> Written exercise
Reproduce the stretch from the line containing "Can you see the red" through the end of the records, substituting "jersey" for "polo shirt" and leaving all else unchanged.

□ □ □ □ □ □ □

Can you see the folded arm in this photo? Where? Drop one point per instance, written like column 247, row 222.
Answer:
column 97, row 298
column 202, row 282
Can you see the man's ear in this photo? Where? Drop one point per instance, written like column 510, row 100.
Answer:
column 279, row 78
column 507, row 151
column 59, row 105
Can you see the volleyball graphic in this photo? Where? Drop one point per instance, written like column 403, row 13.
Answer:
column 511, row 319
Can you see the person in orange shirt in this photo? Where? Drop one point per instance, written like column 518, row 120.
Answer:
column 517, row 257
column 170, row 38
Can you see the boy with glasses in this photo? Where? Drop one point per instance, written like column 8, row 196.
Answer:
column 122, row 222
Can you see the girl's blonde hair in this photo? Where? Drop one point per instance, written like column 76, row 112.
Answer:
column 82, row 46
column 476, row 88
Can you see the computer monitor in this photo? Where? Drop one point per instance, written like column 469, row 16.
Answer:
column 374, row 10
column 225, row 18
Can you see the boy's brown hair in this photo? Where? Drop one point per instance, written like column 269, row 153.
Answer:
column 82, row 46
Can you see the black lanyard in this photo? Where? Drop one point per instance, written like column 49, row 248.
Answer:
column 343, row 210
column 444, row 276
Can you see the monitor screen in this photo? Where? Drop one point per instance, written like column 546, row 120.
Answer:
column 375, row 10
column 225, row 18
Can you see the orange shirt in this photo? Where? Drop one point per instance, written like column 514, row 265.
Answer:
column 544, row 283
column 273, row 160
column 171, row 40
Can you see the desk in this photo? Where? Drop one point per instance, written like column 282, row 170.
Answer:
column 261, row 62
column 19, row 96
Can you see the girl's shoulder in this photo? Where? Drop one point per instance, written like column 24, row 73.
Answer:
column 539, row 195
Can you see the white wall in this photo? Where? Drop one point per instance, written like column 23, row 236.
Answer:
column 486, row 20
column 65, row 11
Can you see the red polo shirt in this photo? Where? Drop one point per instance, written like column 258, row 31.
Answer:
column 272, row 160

□ □ □ □ □ □ □

> Full answer
Can you see the red jersey in this photo? Where? Drop one point per instance, written like column 258, row 31.
Answer:
column 272, row 160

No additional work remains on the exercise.